**Objective**
Rescale the lines starting with the line that contains "Target: white knit hat" and going on through the line that contains "226), (233, 226)]", both included. Reproduce them in full, requests included, with each answer coordinate multiplied by 0.95 and rounded to a whole number (halves round up), and give only these lines.

**Available data**
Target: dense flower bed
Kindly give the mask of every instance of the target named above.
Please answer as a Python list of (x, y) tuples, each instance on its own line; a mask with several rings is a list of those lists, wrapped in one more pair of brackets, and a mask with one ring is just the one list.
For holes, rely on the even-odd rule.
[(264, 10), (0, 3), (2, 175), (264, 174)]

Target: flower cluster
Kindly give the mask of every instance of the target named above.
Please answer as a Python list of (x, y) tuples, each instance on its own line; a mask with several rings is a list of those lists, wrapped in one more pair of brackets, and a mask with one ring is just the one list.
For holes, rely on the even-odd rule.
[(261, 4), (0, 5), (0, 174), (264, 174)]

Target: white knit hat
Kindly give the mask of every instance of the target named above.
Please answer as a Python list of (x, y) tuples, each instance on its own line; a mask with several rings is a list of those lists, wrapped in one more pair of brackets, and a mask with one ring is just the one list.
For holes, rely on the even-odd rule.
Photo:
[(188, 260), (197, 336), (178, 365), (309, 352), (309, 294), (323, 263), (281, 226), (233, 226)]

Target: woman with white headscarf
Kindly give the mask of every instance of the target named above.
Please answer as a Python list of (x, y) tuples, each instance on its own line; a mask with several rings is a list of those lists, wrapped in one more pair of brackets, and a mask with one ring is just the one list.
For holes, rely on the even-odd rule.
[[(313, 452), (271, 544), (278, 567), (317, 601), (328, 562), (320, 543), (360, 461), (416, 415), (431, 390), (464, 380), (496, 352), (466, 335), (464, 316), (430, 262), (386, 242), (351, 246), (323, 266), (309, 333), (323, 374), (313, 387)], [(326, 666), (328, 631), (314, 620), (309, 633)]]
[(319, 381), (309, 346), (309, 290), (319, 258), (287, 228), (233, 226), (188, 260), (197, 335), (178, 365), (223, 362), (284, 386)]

**Solution for this task**
Target: white knit hat
Kindly give the mask of every instance of the target named above.
Please answer as a Python list of (x, y) tuples, each instance on its own line; a mask with several rings is a list of those lists, wrapped in one more pair of brackets, and a mask with one ring is just the one list.
For holes, rely on the even-odd rule.
Photo:
[(179, 247), (187, 319), (169, 347), (294, 334), (294, 279), (307, 250), (267, 215), (221, 215)]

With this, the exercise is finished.